--- What you need to do ---
Restate all of the entries exactly, each line as it stands.

::: Source material :::

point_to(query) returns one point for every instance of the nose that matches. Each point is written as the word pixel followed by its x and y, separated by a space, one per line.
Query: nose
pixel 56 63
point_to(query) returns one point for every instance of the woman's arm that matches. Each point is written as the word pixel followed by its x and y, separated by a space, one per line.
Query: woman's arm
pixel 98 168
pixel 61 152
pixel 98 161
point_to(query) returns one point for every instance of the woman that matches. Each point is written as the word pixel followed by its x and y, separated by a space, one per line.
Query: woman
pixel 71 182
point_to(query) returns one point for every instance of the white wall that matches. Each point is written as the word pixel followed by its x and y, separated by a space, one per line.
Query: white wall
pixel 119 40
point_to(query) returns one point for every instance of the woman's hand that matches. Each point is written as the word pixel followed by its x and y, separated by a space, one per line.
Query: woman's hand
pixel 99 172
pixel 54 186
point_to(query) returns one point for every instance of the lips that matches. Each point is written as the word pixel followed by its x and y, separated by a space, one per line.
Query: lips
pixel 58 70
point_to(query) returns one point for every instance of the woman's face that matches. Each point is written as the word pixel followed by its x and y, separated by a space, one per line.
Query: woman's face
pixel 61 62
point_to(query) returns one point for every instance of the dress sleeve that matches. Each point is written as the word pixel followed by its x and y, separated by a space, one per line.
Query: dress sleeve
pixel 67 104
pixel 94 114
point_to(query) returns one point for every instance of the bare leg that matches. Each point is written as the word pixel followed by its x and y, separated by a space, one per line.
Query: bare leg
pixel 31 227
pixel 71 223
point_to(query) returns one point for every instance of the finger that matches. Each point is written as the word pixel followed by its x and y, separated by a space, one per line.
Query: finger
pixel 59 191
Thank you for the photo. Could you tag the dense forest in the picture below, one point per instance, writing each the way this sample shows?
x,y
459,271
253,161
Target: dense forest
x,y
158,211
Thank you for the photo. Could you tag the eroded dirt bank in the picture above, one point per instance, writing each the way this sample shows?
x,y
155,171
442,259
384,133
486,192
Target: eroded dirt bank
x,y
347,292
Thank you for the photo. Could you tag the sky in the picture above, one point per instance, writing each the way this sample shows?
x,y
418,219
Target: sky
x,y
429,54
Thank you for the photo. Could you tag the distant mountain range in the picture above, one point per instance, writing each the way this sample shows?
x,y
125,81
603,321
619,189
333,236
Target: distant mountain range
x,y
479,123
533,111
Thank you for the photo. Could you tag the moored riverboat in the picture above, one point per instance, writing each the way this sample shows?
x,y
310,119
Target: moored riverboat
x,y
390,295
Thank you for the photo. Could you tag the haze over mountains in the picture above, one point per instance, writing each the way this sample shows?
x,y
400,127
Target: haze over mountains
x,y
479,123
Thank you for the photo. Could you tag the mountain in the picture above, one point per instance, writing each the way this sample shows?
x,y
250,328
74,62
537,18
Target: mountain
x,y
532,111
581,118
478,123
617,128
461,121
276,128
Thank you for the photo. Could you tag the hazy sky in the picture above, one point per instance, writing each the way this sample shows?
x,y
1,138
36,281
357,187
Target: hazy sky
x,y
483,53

:::

--- Answer section ---
point_to(query) returns one point for every instance of the nose that matches. Each point is written as the word pixel followed by its x and y, separated by a space, one per line.
Query: nose
pixel 56 63
point_to(query) returns one point for every instance of the woman's arm that matches. Each point is written as the word pixel followed by its x and y, separated by a space, one per line.
Query: woman's arm
pixel 98 168
pixel 61 152
pixel 98 161
point_to(query) returns one point for every instance of the woman that matches. Each point is written as the word pixel followed by its x and y, separated by a space, one per line.
Query: woman
pixel 71 182
point_to(query) returns one point for every instance of the white wall that matches. Each point is written as the word pixel followed by its x and y, separated by a space, one per line.
Query: white wall
pixel 119 40
point_to(query) returns one point for every instance of the woman's hand that matches. Each point is written as the word pixel followed by its x and y, separated by a space, one per line.
Query: woman's hand
pixel 99 172
pixel 54 186
point_to(query) returns one point for every instance of the lips that matches. Each point is written as the word pixel followed by its x and y, separated by a space, one per line.
Query: lips
pixel 58 70
point_to(query) returns one point for every instance of the woman's face that matches. Each point is written as the word pixel followed by its x and y, separated by a space, one per line.
Query: woman's face
pixel 61 62
point_to(query) returns one point for every instance of the dress sleeve that matches. Each point is written as the word pixel followed by its x and y, separated by a space, one per line.
Query: dress sleeve
pixel 67 104
pixel 94 114
point_to(query) returns one point for every instance of the bare leg that matches. Each point is written as the word pixel followed by its x and y, separated by a space, one per line.
Query: bare leg
pixel 31 227
pixel 71 223
point_to(query) returns one point for every instance of the finger that matches. Each point is written as the word pixel followed by its x and y, separated by a space, one per line.
Query: finger
pixel 59 191
Thank you for the photo. Could you tag the dense forest in the picture below, one point per instance, writing each the way this sample shows?
x,y
459,271
253,161
Target: dense forest
x,y
158,211
Thank you for the photo. Could you tag the eroded dirt bank in the picture above, one point per instance, writing each the way this sample shows?
x,y
155,171
442,259
384,133
486,192
Target: eroded dirt bank
x,y
347,292
Thank you for the photo. Could you tag the sky in the picture above, one point per instance, writing each the way this sample shows?
x,y
418,219
Target: sky
x,y
429,54
Thank you for the photo. Could you tag the distant mountain range in the picture above, one point per instance, writing each the way this sample shows?
x,y
125,81
603,321
619,189
333,236
Target: distant mountain range
x,y
479,123
533,111
Thank you for the photo. Could you tag the moored riverboat in the picture above, one point per instance, writing each the way this sample shows?
x,y
310,119
Target: moored riverboat
x,y
390,295
Thank you for the photo. Could you tag the haze over mountains in the picture above, one point per instance, writing each the way this sample shows?
x,y
400,127
Target: haze over mountains
x,y
479,123
Thank you for the photo. Could you tag the mountain in the picture above, one point per instance, writing each the way this sample shows?
x,y
250,328
74,62
537,18
Target: mountain
x,y
532,111
581,118
478,123
617,128
461,121
276,128
Thank you for the photo. Could you tag the hazy sky in the picture above, one point per instance, writing each the way this sample shows?
x,y
1,138
36,281
357,187
Target: hazy sky
x,y
483,53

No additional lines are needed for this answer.